**EXCERPT TO READ:**
Marsh and the Indiana State Board of Animal Health (BOAH) on April 26 held a conference call with representatives from all agrifood sectors to offer updates on the current H5N1 situation, which now in addition to having stuck commercial poultry flocks across North America as a highly pathogenic avian influenza (HPAI) has now made it into numerous commercial dairy operations. However, no Indiana dairies have yet to have any confirmed H5N1 cases.

One participant in the call inquired if dairy goat operations should be concerned about H5N1, to which Marsh said they should.

Marsh referred to an earlier statement made by another caller, George Fox, from the United States Department of Agriculture (USDA) Animal and Plant Health Inspection Service (APHIS). Fox said preliminary studies have shown that HPAI has “a strong ability to multiply within the mammary tissue, but not within other tissues.” Marsh indicated that it could apply to the mammary tissues other species of mammals.

“Based on what we’re learning, this virus seems to have a predilection for the mammary tissue and so that’s why we’ve had conversations with the swine industry, certainly the dairy industry, the beef industry and therefore the sheep and goat industries,” said Marsh.

“If any of these commodities are seeing … things that are unusual in those populations, please get with your veterinarian to get some diagnostics done. There’s potential for that in dairy goat operations as well, and we need to be aware of that.”

Marsh did point out that a new federal order will require dairy cattle to receive a negative test for Influenza A virus prior to interstate movement, but that order does not apply to goats.

“Nonetheless, being on high alert, I think is appropriate,” he said.

While no commercial goat dairies have had confirmed cases of H5N1, it did appear in some backyard goats in Stevens County, Minnesota, in March. That same farm had earlier had some backyard poultry affected by H5N1.

**WORK REQUEST 1:** Reproduce the part of the H5N1 report starting with "Marsh and the" and going on through "said they should.".
**WORK REQUEST 2:** According to the H5N1 report, why has Marsh held conversations with the swine, dairy, beef, sheep and goat industries? Answer in one to three sentences.

**Stored entries:**
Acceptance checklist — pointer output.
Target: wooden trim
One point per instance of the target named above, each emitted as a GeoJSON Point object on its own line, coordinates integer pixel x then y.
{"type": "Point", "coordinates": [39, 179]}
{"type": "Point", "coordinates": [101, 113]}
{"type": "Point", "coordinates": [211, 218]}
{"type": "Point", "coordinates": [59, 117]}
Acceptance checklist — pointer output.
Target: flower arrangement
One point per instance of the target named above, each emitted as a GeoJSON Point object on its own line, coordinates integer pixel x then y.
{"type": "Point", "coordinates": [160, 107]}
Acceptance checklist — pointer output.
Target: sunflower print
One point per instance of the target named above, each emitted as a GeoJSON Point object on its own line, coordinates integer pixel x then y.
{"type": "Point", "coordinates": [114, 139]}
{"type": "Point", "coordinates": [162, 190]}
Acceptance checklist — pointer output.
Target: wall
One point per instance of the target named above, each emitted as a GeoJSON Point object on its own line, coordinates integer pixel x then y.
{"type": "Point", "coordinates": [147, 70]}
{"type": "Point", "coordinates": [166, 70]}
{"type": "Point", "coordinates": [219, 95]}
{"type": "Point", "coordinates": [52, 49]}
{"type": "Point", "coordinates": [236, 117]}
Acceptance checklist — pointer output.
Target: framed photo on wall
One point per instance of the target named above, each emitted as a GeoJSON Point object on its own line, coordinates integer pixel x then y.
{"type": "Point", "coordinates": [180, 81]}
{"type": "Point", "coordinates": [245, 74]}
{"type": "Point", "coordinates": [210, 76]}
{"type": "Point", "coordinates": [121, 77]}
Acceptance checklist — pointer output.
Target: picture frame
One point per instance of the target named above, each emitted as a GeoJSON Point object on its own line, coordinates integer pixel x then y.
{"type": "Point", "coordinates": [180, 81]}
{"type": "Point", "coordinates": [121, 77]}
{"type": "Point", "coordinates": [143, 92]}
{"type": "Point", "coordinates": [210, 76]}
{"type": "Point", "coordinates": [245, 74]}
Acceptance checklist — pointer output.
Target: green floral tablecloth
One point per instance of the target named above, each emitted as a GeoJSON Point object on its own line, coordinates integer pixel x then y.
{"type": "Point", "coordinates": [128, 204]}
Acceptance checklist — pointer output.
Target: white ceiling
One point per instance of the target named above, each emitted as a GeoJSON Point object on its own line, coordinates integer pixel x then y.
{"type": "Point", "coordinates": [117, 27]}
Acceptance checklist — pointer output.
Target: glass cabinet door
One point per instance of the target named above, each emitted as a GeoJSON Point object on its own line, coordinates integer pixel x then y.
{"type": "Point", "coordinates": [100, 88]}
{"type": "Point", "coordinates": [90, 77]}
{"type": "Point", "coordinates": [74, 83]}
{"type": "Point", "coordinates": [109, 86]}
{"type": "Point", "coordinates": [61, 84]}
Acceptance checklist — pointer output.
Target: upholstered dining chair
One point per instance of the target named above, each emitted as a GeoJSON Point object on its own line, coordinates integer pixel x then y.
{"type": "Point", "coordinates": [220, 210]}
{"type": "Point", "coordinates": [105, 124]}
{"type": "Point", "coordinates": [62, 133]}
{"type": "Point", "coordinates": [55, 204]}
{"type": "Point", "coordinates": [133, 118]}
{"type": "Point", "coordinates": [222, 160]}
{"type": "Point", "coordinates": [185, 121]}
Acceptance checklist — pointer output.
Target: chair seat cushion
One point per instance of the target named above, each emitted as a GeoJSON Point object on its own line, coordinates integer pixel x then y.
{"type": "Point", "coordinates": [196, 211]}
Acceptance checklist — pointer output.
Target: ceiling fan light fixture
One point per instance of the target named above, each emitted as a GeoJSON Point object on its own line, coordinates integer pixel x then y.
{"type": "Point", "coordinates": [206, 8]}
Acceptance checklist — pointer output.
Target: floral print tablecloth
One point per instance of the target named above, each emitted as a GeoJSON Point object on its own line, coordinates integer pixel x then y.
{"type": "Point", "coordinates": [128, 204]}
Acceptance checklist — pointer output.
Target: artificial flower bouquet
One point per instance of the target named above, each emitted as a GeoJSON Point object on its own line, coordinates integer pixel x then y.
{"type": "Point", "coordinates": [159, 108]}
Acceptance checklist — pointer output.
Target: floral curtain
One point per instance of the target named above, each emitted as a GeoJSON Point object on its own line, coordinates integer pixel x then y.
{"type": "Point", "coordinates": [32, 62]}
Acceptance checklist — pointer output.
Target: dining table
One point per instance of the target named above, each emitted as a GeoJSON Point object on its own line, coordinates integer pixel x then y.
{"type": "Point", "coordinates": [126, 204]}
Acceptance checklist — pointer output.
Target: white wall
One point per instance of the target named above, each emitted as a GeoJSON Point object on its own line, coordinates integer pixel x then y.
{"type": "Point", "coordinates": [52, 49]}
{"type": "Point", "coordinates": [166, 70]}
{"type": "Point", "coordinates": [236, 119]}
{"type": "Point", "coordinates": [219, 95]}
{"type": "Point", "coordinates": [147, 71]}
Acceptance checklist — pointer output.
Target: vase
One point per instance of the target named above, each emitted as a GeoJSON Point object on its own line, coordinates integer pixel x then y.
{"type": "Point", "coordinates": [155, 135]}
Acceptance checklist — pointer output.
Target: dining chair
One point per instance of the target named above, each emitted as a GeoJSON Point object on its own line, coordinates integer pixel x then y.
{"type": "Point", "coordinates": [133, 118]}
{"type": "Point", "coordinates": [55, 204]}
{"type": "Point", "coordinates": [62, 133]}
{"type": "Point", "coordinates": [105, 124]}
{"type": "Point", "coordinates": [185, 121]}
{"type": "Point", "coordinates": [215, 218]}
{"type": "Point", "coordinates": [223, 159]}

**REPLY 1:**
Marsh and the Indiana State Board of Animal Health (BOAH) on April 26 held a conference call with representatives from all agrifood sectors to offer updates on the current H5N1 situation, which now in addition to having stuck commercial poultry flocks across North America as a highly pathogenic avian influenza (HPAI) has now made it into numerous commercial dairy operations. However, no Indiana dairies have yet to have any confirmed H5N1 cases.

One participant in the call inquired if dairy goat operations should be concerned about H5N1, to which Marsh said they should.

**REPLY 2:** Marsh says that, based on what is being learned, the virus seems to have a predilection for mammary tissue. This follows Fox's statement that preliminary studies show HPAI multiplies strongly in mammary tissue but not in other tissues, which Marsh indicated could apply to other mammal species.